» Supplied records:
========
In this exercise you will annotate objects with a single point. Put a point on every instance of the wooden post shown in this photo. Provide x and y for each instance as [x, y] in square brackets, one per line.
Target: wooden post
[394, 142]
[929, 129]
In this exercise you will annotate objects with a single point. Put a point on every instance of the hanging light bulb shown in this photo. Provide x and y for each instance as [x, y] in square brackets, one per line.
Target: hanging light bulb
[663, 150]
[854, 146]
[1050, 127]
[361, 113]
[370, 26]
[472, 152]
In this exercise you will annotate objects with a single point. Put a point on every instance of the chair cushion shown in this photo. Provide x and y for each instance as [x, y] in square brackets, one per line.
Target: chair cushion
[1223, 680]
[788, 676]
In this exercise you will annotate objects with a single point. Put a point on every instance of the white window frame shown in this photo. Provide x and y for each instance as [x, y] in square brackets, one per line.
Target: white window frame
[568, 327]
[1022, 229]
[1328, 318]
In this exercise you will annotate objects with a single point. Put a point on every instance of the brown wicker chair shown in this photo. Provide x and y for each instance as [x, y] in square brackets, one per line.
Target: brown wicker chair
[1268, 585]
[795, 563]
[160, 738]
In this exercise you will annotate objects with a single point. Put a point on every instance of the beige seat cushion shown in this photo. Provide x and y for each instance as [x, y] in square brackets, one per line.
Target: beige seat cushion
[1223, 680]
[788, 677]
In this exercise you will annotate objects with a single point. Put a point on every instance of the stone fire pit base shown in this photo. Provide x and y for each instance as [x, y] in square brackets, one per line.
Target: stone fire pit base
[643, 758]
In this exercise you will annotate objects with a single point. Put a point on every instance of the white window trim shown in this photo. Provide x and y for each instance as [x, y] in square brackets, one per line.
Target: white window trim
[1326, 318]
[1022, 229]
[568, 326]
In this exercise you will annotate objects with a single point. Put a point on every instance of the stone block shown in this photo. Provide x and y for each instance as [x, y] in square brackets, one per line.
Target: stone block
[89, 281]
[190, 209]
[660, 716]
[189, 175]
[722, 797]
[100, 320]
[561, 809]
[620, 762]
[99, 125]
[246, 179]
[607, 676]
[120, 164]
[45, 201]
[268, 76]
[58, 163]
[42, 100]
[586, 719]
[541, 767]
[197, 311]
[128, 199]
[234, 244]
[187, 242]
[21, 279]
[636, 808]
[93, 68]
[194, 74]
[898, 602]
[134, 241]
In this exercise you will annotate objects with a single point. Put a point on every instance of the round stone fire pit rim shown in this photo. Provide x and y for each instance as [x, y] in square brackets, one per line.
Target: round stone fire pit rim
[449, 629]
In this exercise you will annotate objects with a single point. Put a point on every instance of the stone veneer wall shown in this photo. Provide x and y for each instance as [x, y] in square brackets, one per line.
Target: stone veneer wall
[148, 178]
========
» Written exercise: Starting at the line that contains "of the brown" and ending at the last line of the items, write every line out again, requests included, and shift each point coordinate in the answers by adding 55 to both its x and y values.

» Exercise output:
In this exercise you will annotate objects with a single point. Put a point on every instance of the brown wicker chair shown in this photo. Provide x and y for each instance as [x, y] in square brackets, one per line.
Target: brown wicker chair
[1323, 640]
[850, 618]
[215, 793]
In this exercise you will annotate objects with a single point. Put a point on every instance of the beige seat cushion shown in this photo. Provide x and y for each instance as [x, y] in square brackets, one per line.
Target: beige seat cushion
[1278, 735]
[843, 732]
In this exercise you will annotate objects with a single point. Put a point on every instance of the stone fire pit base shown in this photo. Provide x and y for each instance as [x, y] in square brackets, one per line.
Target: stone fire pit base
[698, 813]
In this exercise you will annotate objects with a single point. Put a point on every instance of the white window trim shown in this photo. Provide x and y for each instance as [x, y] in square brackets, one per line.
Target: white window trim
[1381, 373]
[1077, 284]
[623, 381]
In this exercise you will annotate objects with a single point. Put a point on every instance of the stone block shown in this photo. Provide x and y for each instance as [x, y] in square brackets, one per line.
Target: stone block
[144, 336]
[245, 264]
[715, 771]
[244, 230]
[777, 852]
[155, 375]
[616, 864]
[675, 817]
[154, 180]
[301, 234]
[662, 731]
[175, 219]
[100, 256]
[323, 131]
[113, 218]
[97, 155]
[641, 774]
[596, 822]
[252, 366]
[183, 254]
[289, 299]
[242, 297]
[76, 334]
[691, 863]
[148, 123]
[249, 129]
[953, 657]
[189, 296]
In this exercise you will annotate objects with a single point. Put a point on every instance of the round stone fire pit rim shown in this photo. Provide x and y for each instance as [x, y] in square brackets, one per line.
Target: round stone fire pit rim
[504, 684]
In this exercise you will annotate objects with a single point. Put a point on every instance of the stone veneer wall shown in this photo. Provide x and y for each instance as [x, y] in square brackets, one per line.
Target: stone veneer wall
[203, 233]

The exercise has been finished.